[Data entries]

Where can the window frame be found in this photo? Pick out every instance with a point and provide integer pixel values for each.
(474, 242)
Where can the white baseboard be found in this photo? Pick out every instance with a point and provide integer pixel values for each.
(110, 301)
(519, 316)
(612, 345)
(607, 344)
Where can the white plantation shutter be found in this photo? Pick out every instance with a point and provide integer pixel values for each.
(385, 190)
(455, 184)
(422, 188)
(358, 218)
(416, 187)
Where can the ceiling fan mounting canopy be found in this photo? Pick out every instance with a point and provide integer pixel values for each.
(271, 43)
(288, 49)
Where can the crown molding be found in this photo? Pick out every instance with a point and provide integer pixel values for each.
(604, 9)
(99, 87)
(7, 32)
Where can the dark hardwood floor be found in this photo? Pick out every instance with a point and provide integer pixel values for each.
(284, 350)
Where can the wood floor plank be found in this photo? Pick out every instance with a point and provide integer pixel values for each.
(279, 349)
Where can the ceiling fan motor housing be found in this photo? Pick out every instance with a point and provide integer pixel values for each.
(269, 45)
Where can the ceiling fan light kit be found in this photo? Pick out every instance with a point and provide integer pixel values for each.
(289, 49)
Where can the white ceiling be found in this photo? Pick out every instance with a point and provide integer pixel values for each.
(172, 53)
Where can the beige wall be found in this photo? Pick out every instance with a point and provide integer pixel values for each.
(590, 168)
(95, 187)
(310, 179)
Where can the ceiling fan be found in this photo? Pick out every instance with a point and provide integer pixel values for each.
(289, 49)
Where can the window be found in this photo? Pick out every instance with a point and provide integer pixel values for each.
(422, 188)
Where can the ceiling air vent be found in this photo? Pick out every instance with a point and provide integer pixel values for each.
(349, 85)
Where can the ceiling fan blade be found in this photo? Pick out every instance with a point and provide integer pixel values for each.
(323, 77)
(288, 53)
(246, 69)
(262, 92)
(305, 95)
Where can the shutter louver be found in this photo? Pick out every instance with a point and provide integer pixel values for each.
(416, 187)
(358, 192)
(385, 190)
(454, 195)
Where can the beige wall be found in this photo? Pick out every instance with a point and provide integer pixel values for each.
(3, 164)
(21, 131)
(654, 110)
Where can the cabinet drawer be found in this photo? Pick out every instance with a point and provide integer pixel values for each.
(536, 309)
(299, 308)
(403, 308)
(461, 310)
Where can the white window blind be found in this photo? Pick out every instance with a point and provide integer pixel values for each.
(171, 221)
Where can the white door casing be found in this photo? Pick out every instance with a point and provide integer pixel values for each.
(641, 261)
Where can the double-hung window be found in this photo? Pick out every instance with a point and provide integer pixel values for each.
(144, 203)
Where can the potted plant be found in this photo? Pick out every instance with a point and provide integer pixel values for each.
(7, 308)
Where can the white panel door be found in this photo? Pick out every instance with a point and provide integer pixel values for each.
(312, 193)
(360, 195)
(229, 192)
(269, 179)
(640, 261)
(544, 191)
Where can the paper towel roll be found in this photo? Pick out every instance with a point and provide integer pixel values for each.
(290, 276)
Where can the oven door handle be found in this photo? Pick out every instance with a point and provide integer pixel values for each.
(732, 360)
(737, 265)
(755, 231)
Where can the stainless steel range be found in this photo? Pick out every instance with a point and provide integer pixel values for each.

Exercise directions: Each line above must be retyped exactly in the response.

Written solution:
Where can the window frame be found in this photo? Pick out every instance with a point and provide integer pixel values for each.
(474, 242)
Where can the white baseboard be found in this photo? Pick out every instance with a point and provide integer pixel values for each.
(110, 301)
(519, 316)
(612, 345)
(607, 344)
Where can the white plantation shutter be found in this photo? Pick out every instance with a point and provide integer pixel values for each.
(385, 190)
(455, 184)
(422, 188)
(358, 218)
(416, 187)
Where can the ceiling fan mounting canopy be found in this photo? Pick out every instance with a point and provide integer pixel values for each.
(271, 43)
(288, 49)
Where can the crown molding be found in this photo? Pick out every instance with a point and provide integer pixel values for each.
(604, 9)
(99, 87)
(7, 32)
Where can the dark hardwood floor be found in this photo? Pick out every instance with a point and provide integer pixel values for each.
(284, 350)
Where can the wood floor plank be found in this photo? Pick out every instance with a point and provide integer pixel values for each.
(279, 349)
Where can the ceiling fan motor housing be found in this photo? Pick out every instance with a point and provide integer pixel values for each.
(269, 45)
Where can the ceiling fan light kit be found in this photo? Pick out every instance with a point and provide integer pixel values for each.
(289, 49)
Where can the white ceiling be found in this photo? Pick out every instance with a point and provide integer pixel values for each.
(172, 53)
Where can the beige wall be found in this photo? Pick out every instance with a point and provide integer pixel values for each.
(590, 168)
(95, 187)
(310, 179)
Where can the ceiling fan be found in this photo? Pick out every instance with a point and provide integer pixel values for each.
(289, 49)
Where can the window be found in this photo? Pick out every instance with a point and provide integer pixel values for each.
(422, 188)
Where can the ceiling air vent be found in this photo? Pick out every instance with a point and provide integer pixel values for each.
(349, 85)
Where can the ceiling fan blade be found in this photo? Pick out every instance with a point and provide integer pixel values for each.
(323, 77)
(288, 53)
(246, 69)
(262, 92)
(305, 95)
Where can the shutter louver be found in this photo? Pick out every instance with a point and provide integer pixel values for each.
(416, 187)
(358, 192)
(385, 190)
(454, 195)
Where can the beige wall be found in this photo? Pick out every instance with a point and provide integer pixel values for each.
(3, 164)
(21, 131)
(654, 110)
Where can the cabinet drawer be found in this photo? Pick out every instance with a point and provide integer pixel values for each.
(536, 309)
(299, 308)
(403, 308)
(461, 310)
Where can the white window blind be found in this photo? Pick out every instance with a point and provide integer pixel values for each.
(171, 221)
Where can the white door casing be found in this photo? Pick out every instance with a point and provide integer pixel values for each.
(641, 261)
Where can the double-hung window be found in this photo? Pick out every instance with a point and provide integer pixel values for each.
(144, 203)
Where can the potted plant be found in this photo? Pick out every instance with a point and provide integer pixel values for each.
(7, 308)
Where can the white panel door be found in this photo? Pick out every instance with a point and provide integer pixel values for each.
(312, 193)
(360, 195)
(229, 192)
(269, 179)
(640, 261)
(544, 191)
Where can the paper towel roll be found in this photo? Pick out every instance with a point and provide integer pixel values for each.
(290, 276)
Where can the oven door handle be found in this photo? Pick out every instance with a point and provide integer pixel values for each.
(732, 360)
(737, 265)
(755, 231)
Where can the stainless steel range be found in this photo? Pick out every instance with a point and provide integer pixel values for each.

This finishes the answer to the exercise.